* Begin Data for this exercise *
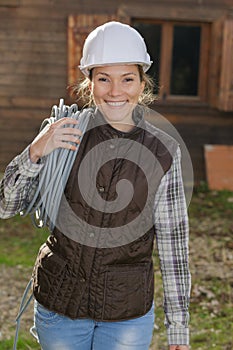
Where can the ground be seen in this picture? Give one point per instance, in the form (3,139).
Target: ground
(211,261)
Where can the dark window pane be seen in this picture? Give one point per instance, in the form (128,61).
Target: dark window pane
(152,36)
(185,60)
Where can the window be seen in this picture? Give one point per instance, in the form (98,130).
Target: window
(180,54)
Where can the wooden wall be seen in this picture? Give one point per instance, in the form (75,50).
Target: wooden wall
(33,69)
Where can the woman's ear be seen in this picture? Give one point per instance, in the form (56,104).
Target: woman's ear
(142,86)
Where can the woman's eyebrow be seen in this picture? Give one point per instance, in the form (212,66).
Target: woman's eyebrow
(123,75)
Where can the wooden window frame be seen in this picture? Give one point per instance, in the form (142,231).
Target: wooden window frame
(216,48)
(165,70)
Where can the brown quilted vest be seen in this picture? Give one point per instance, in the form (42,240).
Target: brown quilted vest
(77,275)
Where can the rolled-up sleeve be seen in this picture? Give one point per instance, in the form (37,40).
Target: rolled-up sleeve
(18,184)
(172,234)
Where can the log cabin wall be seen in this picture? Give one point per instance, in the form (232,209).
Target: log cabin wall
(34,67)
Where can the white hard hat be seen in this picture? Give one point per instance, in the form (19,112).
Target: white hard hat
(114,43)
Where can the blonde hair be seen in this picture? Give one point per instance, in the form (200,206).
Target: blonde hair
(83,95)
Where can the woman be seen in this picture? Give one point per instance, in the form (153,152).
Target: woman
(93,278)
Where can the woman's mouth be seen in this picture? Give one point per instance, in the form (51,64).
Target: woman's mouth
(116,103)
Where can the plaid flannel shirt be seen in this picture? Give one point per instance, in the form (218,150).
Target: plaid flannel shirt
(171,225)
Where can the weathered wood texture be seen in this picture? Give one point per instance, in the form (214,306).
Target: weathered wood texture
(34,67)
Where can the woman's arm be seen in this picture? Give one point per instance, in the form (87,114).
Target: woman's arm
(18,184)
(172,231)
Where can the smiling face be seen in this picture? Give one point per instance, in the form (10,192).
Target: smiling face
(116,91)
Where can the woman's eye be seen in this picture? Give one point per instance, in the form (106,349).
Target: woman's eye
(128,79)
(102,79)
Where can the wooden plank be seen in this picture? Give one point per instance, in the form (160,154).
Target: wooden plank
(42,68)
(165,60)
(79,27)
(204,62)
(226,79)
(183,12)
(31,46)
(215,61)
(19,80)
(33,91)
(32,57)
(9,3)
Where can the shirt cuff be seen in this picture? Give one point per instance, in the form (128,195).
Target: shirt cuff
(178,336)
(26,166)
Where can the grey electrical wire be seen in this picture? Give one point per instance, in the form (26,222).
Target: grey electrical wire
(44,206)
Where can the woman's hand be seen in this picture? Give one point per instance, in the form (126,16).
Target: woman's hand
(56,135)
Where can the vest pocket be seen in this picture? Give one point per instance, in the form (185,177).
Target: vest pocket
(125,293)
(48,275)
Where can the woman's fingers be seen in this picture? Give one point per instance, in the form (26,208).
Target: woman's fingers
(60,134)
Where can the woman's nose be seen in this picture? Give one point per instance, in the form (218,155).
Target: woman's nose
(115,89)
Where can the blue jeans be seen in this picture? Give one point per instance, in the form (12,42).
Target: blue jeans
(57,332)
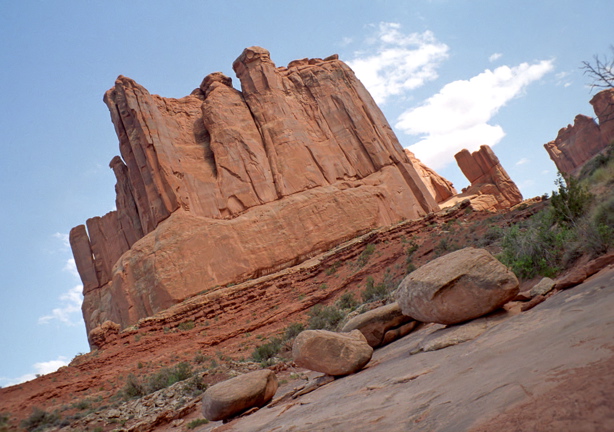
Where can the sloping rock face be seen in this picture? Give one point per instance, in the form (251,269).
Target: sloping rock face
(225,185)
(457,287)
(575,145)
(440,188)
(491,187)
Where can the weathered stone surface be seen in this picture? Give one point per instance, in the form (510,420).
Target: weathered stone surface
(543,287)
(331,353)
(457,287)
(103,334)
(440,188)
(575,145)
(375,323)
(301,154)
(603,105)
(491,187)
(233,396)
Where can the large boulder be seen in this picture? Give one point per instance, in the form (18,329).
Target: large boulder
(457,287)
(375,323)
(229,398)
(332,353)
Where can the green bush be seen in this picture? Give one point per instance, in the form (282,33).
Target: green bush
(597,232)
(40,420)
(186,325)
(133,388)
(265,352)
(536,246)
(293,330)
(570,202)
(169,376)
(4,422)
(324,317)
(380,291)
(363,258)
(347,301)
(197,422)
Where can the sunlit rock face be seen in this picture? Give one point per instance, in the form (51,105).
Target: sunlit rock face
(578,143)
(225,185)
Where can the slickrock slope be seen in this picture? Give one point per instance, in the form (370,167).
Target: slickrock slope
(575,145)
(491,187)
(225,185)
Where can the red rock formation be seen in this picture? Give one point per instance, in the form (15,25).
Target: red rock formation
(603,105)
(440,188)
(575,145)
(222,185)
(491,187)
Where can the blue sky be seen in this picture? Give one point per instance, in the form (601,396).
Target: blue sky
(448,74)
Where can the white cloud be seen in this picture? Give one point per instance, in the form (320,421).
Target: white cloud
(64,239)
(457,117)
(495,57)
(71,304)
(71,267)
(41,368)
(398,62)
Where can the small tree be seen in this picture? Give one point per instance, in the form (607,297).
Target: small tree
(600,70)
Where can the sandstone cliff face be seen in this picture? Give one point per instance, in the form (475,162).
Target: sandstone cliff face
(491,187)
(223,185)
(440,188)
(575,145)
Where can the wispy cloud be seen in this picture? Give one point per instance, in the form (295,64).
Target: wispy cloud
(70,304)
(458,116)
(495,57)
(397,62)
(41,368)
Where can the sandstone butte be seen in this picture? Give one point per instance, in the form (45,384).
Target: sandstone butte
(575,145)
(224,185)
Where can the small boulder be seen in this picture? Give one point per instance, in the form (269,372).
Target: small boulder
(543,287)
(457,287)
(332,353)
(236,395)
(375,323)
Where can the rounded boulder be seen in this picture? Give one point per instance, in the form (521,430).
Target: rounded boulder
(331,353)
(231,397)
(457,287)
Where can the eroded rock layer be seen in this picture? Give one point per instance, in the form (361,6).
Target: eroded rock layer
(491,187)
(223,185)
(578,143)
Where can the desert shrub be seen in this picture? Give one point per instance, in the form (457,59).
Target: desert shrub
(347,301)
(491,235)
(200,358)
(379,291)
(133,388)
(186,325)
(570,202)
(333,268)
(197,422)
(446,245)
(363,258)
(293,330)
(4,422)
(169,376)
(194,385)
(324,317)
(40,420)
(265,352)
(597,231)
(535,247)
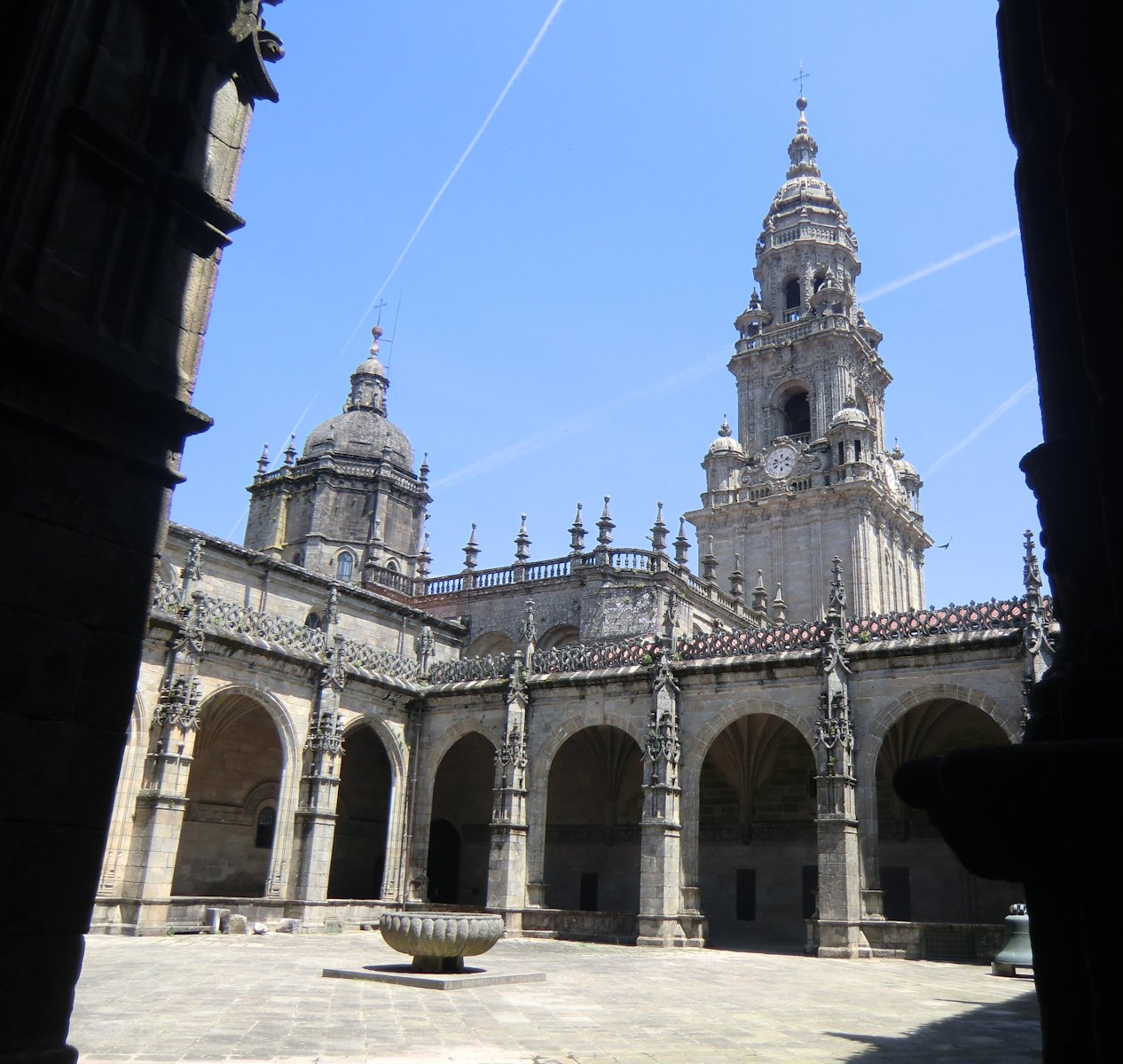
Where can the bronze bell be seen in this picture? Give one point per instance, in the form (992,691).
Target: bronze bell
(1017,951)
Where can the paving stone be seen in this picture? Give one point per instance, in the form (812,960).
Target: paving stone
(200,1000)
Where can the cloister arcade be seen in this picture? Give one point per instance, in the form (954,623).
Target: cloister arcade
(667,798)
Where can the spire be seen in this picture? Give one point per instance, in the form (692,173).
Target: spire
(710,564)
(577,535)
(737,578)
(803,149)
(759,595)
(682,544)
(606,524)
(471,549)
(780,607)
(836,607)
(425,559)
(1033,574)
(370,382)
(522,544)
(659,532)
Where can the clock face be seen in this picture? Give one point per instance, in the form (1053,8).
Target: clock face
(780,463)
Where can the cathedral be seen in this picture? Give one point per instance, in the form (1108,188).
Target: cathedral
(609,744)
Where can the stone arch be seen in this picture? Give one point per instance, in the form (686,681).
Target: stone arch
(541,755)
(748,814)
(459,822)
(540,758)
(397,751)
(869,743)
(902,853)
(246,739)
(290,741)
(591,823)
(793,391)
(368,782)
(345,566)
(427,778)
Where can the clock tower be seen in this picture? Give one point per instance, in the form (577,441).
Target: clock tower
(807,475)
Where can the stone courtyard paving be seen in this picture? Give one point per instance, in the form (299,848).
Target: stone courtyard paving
(263,998)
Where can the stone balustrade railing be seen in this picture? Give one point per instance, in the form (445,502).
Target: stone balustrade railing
(240,620)
(491,667)
(231,616)
(624,559)
(995,615)
(583,657)
(373,660)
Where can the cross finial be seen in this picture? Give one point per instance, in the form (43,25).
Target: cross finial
(801,76)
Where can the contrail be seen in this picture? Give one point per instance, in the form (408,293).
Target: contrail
(456,168)
(944,264)
(983,426)
(436,199)
(703,367)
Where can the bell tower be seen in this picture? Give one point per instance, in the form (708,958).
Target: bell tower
(810,477)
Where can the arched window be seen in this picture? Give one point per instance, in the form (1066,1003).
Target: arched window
(346,566)
(797,415)
(266,822)
(792,294)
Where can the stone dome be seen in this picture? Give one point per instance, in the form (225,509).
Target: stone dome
(359,434)
(850,417)
(906,469)
(363,430)
(726,443)
(371,366)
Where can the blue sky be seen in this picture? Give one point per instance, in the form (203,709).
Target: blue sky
(566,309)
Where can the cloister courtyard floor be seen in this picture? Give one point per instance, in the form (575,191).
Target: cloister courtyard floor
(263,998)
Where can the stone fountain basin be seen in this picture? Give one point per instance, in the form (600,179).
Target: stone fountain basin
(439,942)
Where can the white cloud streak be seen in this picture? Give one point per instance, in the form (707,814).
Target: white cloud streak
(983,426)
(437,198)
(936,267)
(456,168)
(704,367)
(586,420)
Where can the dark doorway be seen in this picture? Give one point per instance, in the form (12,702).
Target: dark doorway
(746,908)
(896,894)
(444,862)
(587,903)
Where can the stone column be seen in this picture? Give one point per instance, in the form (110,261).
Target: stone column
(661,830)
(319,784)
(163,798)
(839,909)
(507,864)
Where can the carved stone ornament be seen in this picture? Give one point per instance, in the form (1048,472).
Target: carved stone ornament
(528,628)
(326,733)
(177,705)
(232,30)
(663,747)
(334,674)
(512,751)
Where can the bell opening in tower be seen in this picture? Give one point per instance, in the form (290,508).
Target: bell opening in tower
(797,417)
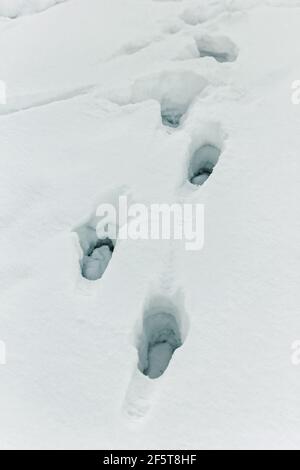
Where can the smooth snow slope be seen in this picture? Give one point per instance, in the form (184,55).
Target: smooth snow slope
(87,83)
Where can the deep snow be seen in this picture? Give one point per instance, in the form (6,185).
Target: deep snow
(113,96)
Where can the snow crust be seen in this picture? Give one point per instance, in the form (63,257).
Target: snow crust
(103,94)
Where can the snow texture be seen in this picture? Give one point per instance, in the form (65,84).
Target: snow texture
(102,351)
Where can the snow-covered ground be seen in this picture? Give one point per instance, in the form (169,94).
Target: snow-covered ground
(106,97)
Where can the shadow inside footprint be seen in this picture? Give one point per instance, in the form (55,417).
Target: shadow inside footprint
(221,48)
(95,264)
(202,164)
(160,337)
(175,91)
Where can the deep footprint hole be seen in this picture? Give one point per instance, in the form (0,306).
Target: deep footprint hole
(202,164)
(97,251)
(221,48)
(160,339)
(96,261)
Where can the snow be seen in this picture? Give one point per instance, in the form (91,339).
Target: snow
(15,8)
(106,97)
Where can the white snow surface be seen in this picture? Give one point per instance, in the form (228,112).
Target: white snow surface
(86,84)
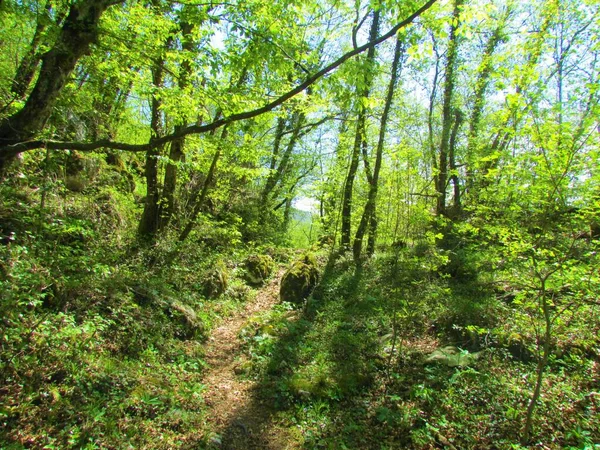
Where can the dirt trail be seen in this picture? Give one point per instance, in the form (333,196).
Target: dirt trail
(238,415)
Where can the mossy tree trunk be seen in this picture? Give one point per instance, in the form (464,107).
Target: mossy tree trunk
(369,217)
(359,137)
(79,31)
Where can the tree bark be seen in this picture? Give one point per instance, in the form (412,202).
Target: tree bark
(149,221)
(369,217)
(78,33)
(13,147)
(199,203)
(176,152)
(275,176)
(442,178)
(359,137)
(31,60)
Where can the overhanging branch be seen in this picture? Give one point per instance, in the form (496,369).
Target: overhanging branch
(199,129)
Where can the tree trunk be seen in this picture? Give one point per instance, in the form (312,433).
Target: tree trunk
(78,33)
(457,207)
(176,153)
(275,176)
(199,203)
(483,77)
(369,217)
(442,178)
(31,60)
(359,137)
(150,217)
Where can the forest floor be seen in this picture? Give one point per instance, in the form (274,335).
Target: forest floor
(239,415)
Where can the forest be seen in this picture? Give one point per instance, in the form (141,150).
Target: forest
(299,224)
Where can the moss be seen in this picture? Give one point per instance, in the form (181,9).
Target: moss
(190,326)
(299,280)
(215,282)
(258,269)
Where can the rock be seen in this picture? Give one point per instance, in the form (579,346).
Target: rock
(215,282)
(258,269)
(191,327)
(75,183)
(299,280)
(452,357)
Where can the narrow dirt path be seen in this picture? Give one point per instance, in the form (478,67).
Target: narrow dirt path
(238,415)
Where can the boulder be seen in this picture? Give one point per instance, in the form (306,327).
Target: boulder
(215,282)
(299,280)
(258,269)
(189,325)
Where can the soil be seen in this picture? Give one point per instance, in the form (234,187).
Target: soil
(239,416)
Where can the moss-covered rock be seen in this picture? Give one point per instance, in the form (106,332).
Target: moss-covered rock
(215,282)
(189,325)
(258,268)
(299,280)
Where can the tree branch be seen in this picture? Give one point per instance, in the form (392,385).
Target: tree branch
(199,129)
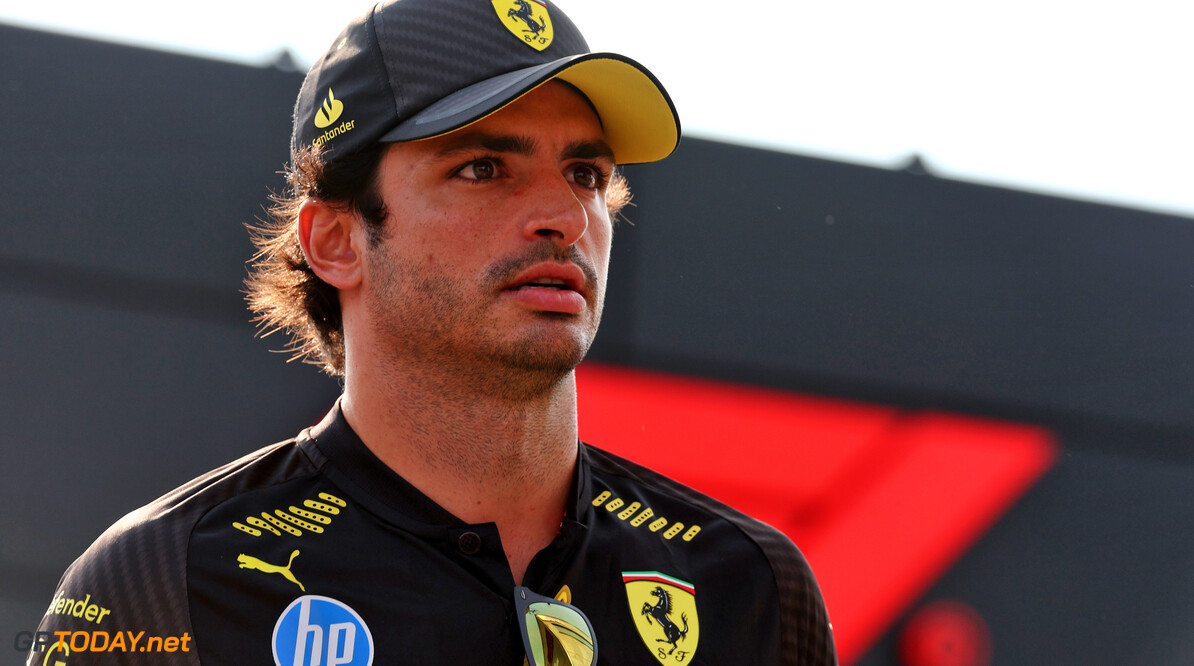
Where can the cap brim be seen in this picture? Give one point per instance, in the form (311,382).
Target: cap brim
(639,118)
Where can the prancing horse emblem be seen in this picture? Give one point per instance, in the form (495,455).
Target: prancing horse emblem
(250,562)
(664,611)
(660,611)
(523,13)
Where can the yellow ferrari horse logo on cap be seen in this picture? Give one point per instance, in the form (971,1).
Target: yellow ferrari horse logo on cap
(664,611)
(525,19)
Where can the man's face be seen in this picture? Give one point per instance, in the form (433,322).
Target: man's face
(497,244)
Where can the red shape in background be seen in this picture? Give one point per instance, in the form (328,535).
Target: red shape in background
(881,501)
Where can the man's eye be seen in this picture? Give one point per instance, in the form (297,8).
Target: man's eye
(479,170)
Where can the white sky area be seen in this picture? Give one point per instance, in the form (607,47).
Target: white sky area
(1090,100)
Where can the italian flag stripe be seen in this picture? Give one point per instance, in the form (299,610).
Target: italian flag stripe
(629,577)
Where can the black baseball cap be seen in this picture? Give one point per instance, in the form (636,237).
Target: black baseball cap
(411,69)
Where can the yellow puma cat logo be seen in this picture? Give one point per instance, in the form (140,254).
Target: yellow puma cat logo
(250,562)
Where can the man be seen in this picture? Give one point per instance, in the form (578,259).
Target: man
(444,250)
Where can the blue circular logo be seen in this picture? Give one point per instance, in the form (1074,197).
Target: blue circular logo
(321,631)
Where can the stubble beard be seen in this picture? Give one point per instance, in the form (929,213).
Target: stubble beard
(438,321)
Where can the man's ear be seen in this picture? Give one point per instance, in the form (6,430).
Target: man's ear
(330,240)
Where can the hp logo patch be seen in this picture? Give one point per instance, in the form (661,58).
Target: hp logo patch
(321,631)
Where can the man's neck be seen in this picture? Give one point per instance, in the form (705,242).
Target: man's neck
(485,456)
* End Data for this exercise *
_Work instructions_
Exactly and exclusively, repeat the lines from the line that contains "Where can the white sky" through the end of the records, both ends included.

_Solution to this problem_
Where can the white sky area be seen in this picture? Give one point per instance, in the form (607,47).
Target: white sky area
(1090,100)
Where can the italian flag stripe be seen in this picture? Give one point per instance, in the form (299,610).
Target: italian flag stripe
(629,577)
Where can the black baseball cap be seen in this picture? Give one point per instance, in the form (636,237).
Target: black baseball cap
(411,69)
Where can the yellow puma cat logo be seen in this picture? Give one point per instance, in the form (140,254).
Target: yellow puma cat logo
(250,562)
Where can the man be seen in this picture? Give one point per instance, in the form (578,259).
Target: man
(444,250)
Where can the blue circular logo be seen in this picture? Give one point per instance, in the form (1074,197).
Target: blue circular logo
(321,631)
Where can the stubble beard be seen in this picture? Give one point per instance, in the form (929,213).
Target: stubble beard
(438,321)
Where can the man's ear be seen in this picture? Give one point per instance, in the form (6,430).
Target: man's ear
(330,240)
Where can the hp logo patch be seen in this picture? Give one point per instance, in the form (661,58).
Target: hp logo patch
(321,631)
Where can the man's neck be seen in this picture? Give one point per instance, in the form (705,242).
Target: man's neck
(485,456)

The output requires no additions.